Selected excerpt:
AMMAN: Hundreds of families in the encircled north Homs countryside withdrew their decision to be evacuated under a surrender agreement with the government this week, following news of redirected convoys and harsh living conditions in displacement camps.
In the north Homs town of Talbiseh alone, 200 families have requested to have their names removed from the evacuation lists since the first convoy left the encircled pocket on Monday, said Mohammed al-Khateeb, the head of the town’s local council. The council is responsible for recording the names of people wishing to evacuate.
Would-be evacuees balked after hearing about difficulties faced by thousands of residents who left north Homs earlier this week, said al-Khateeb.
Talbiseh resident Samer al-Mahmoud, 33, removed his name and the names of his wife and three children from the lists this week. He had hoped to travel to the north Aleppo city of al-Bab, which is currently held by Turkish-backed rebels, but grew concerned after an earlier convoy was prevented from entering and travelled to Idlib province instead.
Evacuees from north Homs arrive in Idlib on Thursday. Photo courtesy of Qalat Al-Madeq News.
“This is not what people agreed to when they decided to leave,” said al-Mahmoud. Whereas northern Aleppo was seen as a relatively safe option, Idlib province is regularly hit by Russian and government airstrikes.
More than 8,000 evacuees from south Damascus and the northern Homs countryside were expected to enter territories held by Turkish-backed rebels this week but buses were stopped at the crossing point outside of the Aleppo city of al-Bab and held for hours, reportedly due to “logistical matters,” Syria Direct reported on Wednesday.
The north Homs evacuees entered Idlib this morning and have since been taken to shelters in the area, Abida Dandush, a spokesperson for Syria Relief and Development, the humanitarian organization coordinating the reception of the displaced, told Syria Direct on Thursday.

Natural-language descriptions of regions
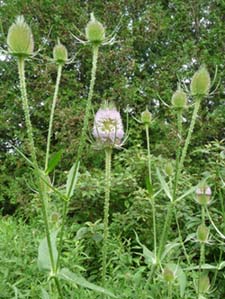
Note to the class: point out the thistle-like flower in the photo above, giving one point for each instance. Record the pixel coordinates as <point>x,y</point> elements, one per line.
<point>95,34</point>
<point>179,99</point>
<point>20,38</point>
<point>146,117</point>
<point>200,83</point>
<point>108,127</point>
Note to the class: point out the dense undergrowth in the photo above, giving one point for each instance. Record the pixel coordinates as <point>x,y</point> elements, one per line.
<point>125,204</point>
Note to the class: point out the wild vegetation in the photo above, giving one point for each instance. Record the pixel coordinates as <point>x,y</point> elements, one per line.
<point>112,149</point>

Work task A: Translate this sentence from the article on the north Homs evacuations into Spanish: "Would-be evacuees balked after hearing about difficulties faced by thousands of residents who left north Homs earlier this week, said al-Khateeb."
Work task B: Extend the article on the north Homs evacuations with the next few sentences after its final paragraph.
The records are taken from a different source than the text.

Answer space A: Los posibles evacuados se echaron atrás tras enterarse de las dificultades que enfrentaron miles de residentes que salieron del norte de Homs a principios de esta semana, dijo al-Khateeb.

Answer space B:
On Thursday, the negotiations committee in north Homs announced that all evacuations would be put on hold until the evacuees of the two initial convoys reached safety, and ordered the local councils to re-register those wishing to leave in upcoming departures, according to a statement posted on the Homs Media Center’s Facebook page.
At least 35,000 people have been displaced to rebel-held areas of Aleppo province in recent months, and organizations there are struggling to accommodate the basic needs of the displaced, Syria Direct reported on Wednesday.
A lack of access to clean water, sanitation and basic healthcare services has left the displaced vulnerable to diseases such as meningitis and pneumonia, according to a press release by Doctors Without Borders published on Monday.
The combination of uncertainty about the destination of future convoys and worries about humanitarian conditions in the camps led residents to reconsider the risks of staying in north Homs, including possible conscription.
“I didn’t want to cause my family pain through this evacuation,” said Hamam Khaled, a resident of the north Homs town of al-Hamrat who is wanted for compulsory military service. “I told them I was ready to go to the army.”
Al-Mahmoud says he weighed a similar risk. “I am staying, which might cost me my life,” said the Talbiseh resident. “But it would be easier than the humiliation [of leaving].”